• _Task statement_: Below, find the section of the entries that opens with the line containing "each clay body" and closes with the line containing "[0,5,232,238]", both lines included. Express that section as a JSON list of strings, one string per line, with blank lines omitted.

• _Exercise inputs_:
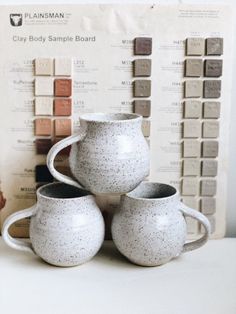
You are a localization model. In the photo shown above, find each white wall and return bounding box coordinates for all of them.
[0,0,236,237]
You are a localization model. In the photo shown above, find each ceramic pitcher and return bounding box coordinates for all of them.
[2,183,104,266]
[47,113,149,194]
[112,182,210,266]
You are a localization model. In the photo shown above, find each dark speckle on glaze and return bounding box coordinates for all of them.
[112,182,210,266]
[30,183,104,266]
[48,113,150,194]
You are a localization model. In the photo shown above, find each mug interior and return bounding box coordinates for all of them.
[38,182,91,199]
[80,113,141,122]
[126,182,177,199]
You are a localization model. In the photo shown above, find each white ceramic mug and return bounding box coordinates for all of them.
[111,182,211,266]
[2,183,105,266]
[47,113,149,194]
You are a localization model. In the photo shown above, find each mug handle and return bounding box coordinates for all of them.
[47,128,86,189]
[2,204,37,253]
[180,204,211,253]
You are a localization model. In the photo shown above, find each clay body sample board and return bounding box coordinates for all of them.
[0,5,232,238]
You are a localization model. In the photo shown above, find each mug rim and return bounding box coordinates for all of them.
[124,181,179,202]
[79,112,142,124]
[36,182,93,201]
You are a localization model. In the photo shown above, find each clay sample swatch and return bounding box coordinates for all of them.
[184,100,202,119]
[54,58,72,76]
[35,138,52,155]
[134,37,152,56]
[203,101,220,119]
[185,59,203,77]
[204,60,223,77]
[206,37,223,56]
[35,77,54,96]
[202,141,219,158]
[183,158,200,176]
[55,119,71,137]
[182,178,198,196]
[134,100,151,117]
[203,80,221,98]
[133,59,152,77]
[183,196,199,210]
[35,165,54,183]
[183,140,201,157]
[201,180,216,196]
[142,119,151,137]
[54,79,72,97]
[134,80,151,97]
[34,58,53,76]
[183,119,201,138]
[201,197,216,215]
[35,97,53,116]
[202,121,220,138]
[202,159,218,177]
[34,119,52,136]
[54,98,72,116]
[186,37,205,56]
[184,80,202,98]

--

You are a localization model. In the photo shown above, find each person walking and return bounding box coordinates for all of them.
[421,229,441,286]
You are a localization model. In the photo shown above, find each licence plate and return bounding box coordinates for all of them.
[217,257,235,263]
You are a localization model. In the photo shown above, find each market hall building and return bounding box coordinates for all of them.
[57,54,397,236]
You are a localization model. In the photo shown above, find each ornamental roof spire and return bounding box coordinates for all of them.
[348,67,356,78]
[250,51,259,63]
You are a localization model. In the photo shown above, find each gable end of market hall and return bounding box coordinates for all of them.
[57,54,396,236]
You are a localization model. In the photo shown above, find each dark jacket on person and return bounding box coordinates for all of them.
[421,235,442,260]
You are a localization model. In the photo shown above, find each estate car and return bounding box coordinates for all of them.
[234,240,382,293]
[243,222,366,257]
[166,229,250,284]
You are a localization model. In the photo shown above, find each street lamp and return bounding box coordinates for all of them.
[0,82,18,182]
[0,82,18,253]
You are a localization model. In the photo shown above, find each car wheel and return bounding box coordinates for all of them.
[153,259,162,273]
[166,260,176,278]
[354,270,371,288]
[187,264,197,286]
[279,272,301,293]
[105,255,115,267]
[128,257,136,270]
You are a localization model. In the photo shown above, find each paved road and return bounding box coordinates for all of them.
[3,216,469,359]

• _Task answer_:
[
  "You are a localization model. In the photo shown above, find each clay body sample board and return bounding box coordinates for all of them.",
  "[0,5,232,238]"
]